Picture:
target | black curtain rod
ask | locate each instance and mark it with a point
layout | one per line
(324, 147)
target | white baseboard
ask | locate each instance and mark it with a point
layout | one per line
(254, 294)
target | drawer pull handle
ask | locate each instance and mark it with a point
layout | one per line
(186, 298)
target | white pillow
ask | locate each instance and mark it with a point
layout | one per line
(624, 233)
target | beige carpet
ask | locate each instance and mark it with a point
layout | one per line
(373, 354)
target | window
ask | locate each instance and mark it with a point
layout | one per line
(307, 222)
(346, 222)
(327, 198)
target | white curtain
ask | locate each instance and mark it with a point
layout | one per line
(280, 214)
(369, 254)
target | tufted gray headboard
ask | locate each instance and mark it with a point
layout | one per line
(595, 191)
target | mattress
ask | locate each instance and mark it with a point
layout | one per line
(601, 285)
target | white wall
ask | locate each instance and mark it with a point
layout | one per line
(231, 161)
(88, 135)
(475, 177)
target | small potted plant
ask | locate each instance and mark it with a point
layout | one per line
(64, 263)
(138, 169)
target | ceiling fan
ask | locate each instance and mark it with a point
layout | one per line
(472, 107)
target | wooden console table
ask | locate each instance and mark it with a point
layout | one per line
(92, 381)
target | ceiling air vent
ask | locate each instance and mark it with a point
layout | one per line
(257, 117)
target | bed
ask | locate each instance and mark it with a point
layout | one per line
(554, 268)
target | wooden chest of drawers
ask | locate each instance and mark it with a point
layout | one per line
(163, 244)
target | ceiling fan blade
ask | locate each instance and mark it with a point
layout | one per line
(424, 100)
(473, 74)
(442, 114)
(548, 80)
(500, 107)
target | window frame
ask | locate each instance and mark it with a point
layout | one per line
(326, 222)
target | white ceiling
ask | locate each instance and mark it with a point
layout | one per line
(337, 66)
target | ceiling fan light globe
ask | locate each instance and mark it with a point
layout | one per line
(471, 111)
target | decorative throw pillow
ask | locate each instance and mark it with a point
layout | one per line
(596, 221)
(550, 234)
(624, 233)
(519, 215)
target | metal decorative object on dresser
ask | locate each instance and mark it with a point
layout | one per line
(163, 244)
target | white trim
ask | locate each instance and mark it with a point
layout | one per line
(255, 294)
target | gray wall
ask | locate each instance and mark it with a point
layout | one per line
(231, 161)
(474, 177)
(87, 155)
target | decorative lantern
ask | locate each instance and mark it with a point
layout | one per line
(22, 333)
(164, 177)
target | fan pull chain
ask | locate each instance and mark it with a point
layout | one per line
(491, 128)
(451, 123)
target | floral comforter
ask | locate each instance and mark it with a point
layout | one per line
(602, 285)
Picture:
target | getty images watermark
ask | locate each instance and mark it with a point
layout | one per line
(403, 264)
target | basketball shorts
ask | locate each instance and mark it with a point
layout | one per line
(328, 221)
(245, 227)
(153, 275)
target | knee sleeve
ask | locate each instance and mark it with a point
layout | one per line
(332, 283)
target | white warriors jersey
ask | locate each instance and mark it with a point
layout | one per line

- [DIRECTIONS] Please pull every line from the listing above and reproduce each one word for word, in its original order.

- [TASK OUTPUT]
Picture:
target | black curtain rod
ask | locate each instance and mark it with a point
layout | one per line
(324, 147)
target | white baseboard
ask | locate each instance and mark it with a point
layout | one per line
(254, 294)
target | drawer pull handle
ask | locate each instance and mark it with a point
layout | one per line
(186, 298)
target | white pillow
ask | locate each instance and mark it with a point
layout | one per line
(624, 233)
target | beige carpet
ask | locate each instance and mark it with a point
layout | one per line
(373, 354)
target | window
ask | locate each instance and mark it with a point
layout | one per line
(307, 222)
(346, 222)
(327, 198)
target | white curtain
ask | locate each instance and mark it with a point
layout | one per line
(280, 214)
(369, 254)
target | tufted gray headboard
ask | locate each instance and mark it with a point
layout | one per line
(595, 191)
target | mattress
ask | locate each instance and mark it with a point
layout | one per line
(601, 285)
target | white wall
ask | locate each instance and mark it with a point
layout | one per line
(231, 161)
(88, 135)
(475, 177)
target | small potted plant
ask | locate each instance and mark it with a point
layout | one per line
(64, 263)
(138, 169)
target | ceiling fan
ask | locate each instance and mark it with a point
layout | one per line
(472, 107)
target | wooden console table
ask | locate each instance and mark it with a point
layout | one per line
(92, 381)
target | ceiling air vent
ask | locate each instance and mark it with a point
layout | one per line
(257, 117)
target | bed
ask | locate each instance and mark it with a point
layout | one per line
(554, 268)
target | wooden chest of drawers
ask | locate each instance and mark it with a point
layout | one per line
(163, 244)
target | ceiling fan blade
ask | locate each instance and mark it with a point
layout | one per line
(424, 100)
(473, 74)
(442, 114)
(548, 80)
(500, 107)
target | window frame
ask | locate each instance and mark it with a point
layout | one per line
(326, 222)
target | white ceiling
ask | locate each instance and mark it with a point
layout | one per line
(337, 66)
target | ceiling fan light globe
ask | locate each instance and mark it with a point
layout | one per line
(471, 111)
target | decorative throw pillow
ask | locate each instance and mark it with a point
layout | one per line
(596, 221)
(550, 234)
(624, 233)
(519, 215)
target | metal decorative object on dresser
ask | locate each instance and mark it with a point
layout | one per line
(163, 244)
target | white trim
ask | locate each instance and mark it with a point
layout | one per line
(255, 294)
target | gray wall
ask | locate each instance and mark it with a point
layout | one per line
(231, 161)
(474, 177)
(87, 155)
target | decorative lantern
ask | locate each instance and mark it with a point
layout | one per line
(22, 333)
(164, 177)
target | fan pull chain
ask | locate each instance and mark it with a point
layout | one per line
(491, 128)
(451, 123)
target | floral comforter
ask | locate each instance and mark it with a point
layout | one per line
(602, 285)
Picture:
target | getty images watermark
ask | locate each instance and mark it with a point
layout | one per line
(403, 264)
target | basketball shorts
ask | locate each instance and mark it with a point
layout | one per line
(328, 221)
(245, 227)
(153, 275)
target | knee sleeve
ask | locate each instance and mark it with a point
layout | one per line
(332, 283)
target | white warriors jersey
ask | locate each instance and mark it with a point
layout | one per line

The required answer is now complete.